### PROVIDED PASSAGE:
If robots and A.I. are replacing human jobs outright, should we tax them when they do?
Certainly there will be taxes that relate to automation. Right now, the human worker who does, say, $50,000 worth of work in a factory, that income is taxed and you get income tax, social security tax, all those things. If a robot comes in to do the same thing, you’d think that we’d tax the robot at a similar level.
And what the world wants is to take this opportunity to make all the goods and services we have today, and free up labor, let us do a better job of reaching out to the elderly, having smaller class sizes, helping kids with special needs. You know, all of those are things where human empathy and understanding are still very, very unique. And we still deal with an immense shortage of people to help out there.
So if you can take the labor that used to do the thing automation replaces, and financially and training-wise and fulfillment-wise have that person go off and do these other things, then you’re net ahead. But you can’t just give up that income tax, because that’s part of how you’ve been funding that level of human workers.
The need to think about human welfare and development, in the face of swingeing automation, evidently isn't a party political position. Last week we heard that Canada's Liberals are actively considering such a robot tax. South Korea has also announced a form of robot tax, which limited tax incentives for businesses investing in automation.
Will this result in companies being forced to think about employing humans again? A piece in the Conversation suggests this might be an outcome:
In an article forthcoming in the Harvard Law and Policy Review, we argue that existing tax policies encourage automation, even when a person would be more efficient than a machine. That’s because automation allows firms to avoid wage taxes, which fund social benefit programmes such as Medicare, Medicaid, and Social Security in the US, or National Insurance contributions in the UK. Firms are mostly responsible for just paying wage taxes for human workers to their governments.
In the US at least, there is a further incentive to automate because firms can claim accelerated tax deductions for automation equipment, but not human wages. Wage taxes are generally only deductible as paid. This structure allows firms to generate a significant financial benefit from claiming significant tax deductions sooner for robots.

### EXERCISES TO COMPLETE:
**a)** Answer these questions from the passage on taxing robots:
(i) What dollar figure does the speaker give for the work a human factory worker does?
(ii) Whose Liberals are said to be considering a robot tax?
(iii) In which publication is the forthcoming article mentioned?
**b)** Retype the part of the passage on taxing robots that opens with the words containing "Will this result" and closes with "to their governments.".
**c)** Translate this sentence from the passage on taxing robots into Spanish: "Wage taxes are generally only deductible as paid."
None of the material after the passage on taxing robots is needed.

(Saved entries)
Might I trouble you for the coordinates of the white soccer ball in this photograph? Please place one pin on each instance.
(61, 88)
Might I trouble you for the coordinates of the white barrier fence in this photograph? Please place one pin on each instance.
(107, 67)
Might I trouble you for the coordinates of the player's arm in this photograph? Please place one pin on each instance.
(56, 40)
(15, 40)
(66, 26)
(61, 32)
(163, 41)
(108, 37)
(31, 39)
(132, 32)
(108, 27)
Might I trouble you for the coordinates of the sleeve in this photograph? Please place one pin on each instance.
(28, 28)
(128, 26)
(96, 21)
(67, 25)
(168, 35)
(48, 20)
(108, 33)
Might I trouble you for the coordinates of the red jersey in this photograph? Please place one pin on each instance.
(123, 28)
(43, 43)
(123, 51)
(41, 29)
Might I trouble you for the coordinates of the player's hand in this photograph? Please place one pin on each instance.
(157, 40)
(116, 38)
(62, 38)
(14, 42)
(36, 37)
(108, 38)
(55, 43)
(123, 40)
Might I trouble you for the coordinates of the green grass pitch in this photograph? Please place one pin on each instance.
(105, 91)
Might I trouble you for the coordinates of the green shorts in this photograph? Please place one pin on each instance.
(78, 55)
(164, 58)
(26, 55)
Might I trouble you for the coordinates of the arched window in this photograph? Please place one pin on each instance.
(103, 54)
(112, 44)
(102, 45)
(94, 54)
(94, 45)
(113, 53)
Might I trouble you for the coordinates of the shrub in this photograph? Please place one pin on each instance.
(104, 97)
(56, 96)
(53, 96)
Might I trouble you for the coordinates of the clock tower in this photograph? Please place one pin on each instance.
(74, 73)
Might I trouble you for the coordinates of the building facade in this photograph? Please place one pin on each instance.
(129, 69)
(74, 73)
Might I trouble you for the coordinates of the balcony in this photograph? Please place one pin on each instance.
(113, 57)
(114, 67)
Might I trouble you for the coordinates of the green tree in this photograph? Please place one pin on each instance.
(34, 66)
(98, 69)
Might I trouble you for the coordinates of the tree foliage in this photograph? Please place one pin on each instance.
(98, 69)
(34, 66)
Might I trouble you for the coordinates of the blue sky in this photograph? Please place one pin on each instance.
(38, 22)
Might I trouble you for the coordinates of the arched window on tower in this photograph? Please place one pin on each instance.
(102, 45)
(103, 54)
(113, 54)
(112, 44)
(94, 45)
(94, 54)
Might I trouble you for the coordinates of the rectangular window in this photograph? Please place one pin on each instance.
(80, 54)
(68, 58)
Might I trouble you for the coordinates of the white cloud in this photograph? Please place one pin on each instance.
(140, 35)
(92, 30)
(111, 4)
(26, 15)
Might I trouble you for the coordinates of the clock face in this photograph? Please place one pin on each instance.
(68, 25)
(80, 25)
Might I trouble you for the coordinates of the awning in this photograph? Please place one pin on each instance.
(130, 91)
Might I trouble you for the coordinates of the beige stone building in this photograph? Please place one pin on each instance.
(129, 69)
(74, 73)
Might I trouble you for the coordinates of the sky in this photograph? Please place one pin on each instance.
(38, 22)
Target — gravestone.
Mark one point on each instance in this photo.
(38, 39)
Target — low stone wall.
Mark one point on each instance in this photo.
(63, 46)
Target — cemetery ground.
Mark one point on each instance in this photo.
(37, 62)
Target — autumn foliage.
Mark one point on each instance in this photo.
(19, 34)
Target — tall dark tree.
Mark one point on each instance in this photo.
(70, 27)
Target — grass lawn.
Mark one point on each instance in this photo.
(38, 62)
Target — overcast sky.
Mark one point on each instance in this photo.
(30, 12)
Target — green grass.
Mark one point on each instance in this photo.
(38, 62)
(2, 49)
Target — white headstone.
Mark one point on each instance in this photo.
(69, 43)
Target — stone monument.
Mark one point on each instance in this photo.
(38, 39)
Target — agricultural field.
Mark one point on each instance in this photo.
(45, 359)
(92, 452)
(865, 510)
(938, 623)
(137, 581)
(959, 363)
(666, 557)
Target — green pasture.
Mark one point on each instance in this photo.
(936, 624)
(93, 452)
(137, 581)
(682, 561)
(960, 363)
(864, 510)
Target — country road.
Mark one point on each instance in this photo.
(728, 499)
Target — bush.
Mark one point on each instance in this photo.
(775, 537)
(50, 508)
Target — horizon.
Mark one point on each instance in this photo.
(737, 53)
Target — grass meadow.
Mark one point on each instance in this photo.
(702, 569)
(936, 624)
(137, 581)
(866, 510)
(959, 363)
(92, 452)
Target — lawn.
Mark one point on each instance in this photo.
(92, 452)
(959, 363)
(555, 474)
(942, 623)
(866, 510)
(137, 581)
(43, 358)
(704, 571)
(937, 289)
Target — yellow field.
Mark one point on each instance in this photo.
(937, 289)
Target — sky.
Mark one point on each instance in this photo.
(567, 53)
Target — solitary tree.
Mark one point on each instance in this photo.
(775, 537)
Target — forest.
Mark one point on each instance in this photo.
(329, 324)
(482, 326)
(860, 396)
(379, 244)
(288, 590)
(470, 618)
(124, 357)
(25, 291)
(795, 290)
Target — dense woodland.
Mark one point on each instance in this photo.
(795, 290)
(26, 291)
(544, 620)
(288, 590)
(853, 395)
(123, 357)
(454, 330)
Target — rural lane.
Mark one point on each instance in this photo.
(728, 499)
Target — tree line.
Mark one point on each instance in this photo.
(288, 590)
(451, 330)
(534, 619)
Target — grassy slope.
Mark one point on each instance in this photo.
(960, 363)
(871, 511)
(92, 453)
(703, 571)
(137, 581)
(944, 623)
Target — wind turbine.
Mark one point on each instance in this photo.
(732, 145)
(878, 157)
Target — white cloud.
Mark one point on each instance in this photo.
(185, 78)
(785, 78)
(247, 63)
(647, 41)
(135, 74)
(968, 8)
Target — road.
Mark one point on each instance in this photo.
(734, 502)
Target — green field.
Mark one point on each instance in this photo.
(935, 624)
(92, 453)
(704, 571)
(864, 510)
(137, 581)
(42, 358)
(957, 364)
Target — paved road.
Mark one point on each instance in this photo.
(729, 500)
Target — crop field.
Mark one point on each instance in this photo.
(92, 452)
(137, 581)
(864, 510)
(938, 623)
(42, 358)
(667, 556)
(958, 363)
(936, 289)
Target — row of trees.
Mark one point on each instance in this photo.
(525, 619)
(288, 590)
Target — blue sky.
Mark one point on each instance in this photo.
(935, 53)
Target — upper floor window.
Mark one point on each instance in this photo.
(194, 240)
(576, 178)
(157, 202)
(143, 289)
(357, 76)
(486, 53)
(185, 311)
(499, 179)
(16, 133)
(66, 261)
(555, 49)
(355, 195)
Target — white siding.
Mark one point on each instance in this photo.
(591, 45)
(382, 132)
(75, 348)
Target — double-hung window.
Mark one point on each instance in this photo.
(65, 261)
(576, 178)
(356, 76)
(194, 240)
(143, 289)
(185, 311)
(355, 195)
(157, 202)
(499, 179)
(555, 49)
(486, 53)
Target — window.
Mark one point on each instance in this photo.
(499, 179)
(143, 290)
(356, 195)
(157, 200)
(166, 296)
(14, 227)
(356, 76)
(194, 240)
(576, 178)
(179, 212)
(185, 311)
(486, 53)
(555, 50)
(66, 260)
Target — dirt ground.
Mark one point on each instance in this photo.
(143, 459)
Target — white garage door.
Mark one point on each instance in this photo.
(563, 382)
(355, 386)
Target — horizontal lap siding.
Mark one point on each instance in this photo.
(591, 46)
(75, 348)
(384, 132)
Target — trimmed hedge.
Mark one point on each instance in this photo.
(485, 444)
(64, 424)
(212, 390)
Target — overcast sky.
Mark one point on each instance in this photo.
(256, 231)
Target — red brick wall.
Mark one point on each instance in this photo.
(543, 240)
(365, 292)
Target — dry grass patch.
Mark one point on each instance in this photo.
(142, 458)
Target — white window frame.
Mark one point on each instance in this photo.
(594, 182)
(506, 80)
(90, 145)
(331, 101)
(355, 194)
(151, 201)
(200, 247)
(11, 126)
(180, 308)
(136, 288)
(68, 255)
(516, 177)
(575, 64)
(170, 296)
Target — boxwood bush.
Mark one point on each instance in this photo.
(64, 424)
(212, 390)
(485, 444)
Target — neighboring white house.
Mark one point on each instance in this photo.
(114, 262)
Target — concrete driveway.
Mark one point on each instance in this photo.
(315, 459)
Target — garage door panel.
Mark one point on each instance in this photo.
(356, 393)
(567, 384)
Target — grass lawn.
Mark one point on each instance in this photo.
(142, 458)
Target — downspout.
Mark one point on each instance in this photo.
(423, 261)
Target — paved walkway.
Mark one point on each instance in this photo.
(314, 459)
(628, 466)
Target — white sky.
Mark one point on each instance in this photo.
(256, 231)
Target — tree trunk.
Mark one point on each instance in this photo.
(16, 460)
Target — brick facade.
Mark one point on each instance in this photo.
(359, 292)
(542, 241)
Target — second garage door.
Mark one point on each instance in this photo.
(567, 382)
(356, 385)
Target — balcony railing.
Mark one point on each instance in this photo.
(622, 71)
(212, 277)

### SOLUTIONS IN ORDER:
**a)**
(i) $50,000
(ii) Canada's
(iii) The Harvard Law and Policy Review

**b)**
Will this result in companies being forced to think about employing humans again? A piece in the Conversation suggests this might be an outcome:
In an article forthcoming in the Harvard Law and Policy Review, we argue that existing tax policies encourage automation, even when a person would be more efficient than a machine. That’s because automation allows firms to avoid wage taxes, which fund social benefit programmes such as Medicare, Medicaid, and Social Security in the US, or National Insurance contributions in the UK. Firms are mostly responsible for just paying wage taxes for human workers to their governments.

**c)** Los impuestos sobre los salarios generalmente solo son deducibles a medida que se pagan.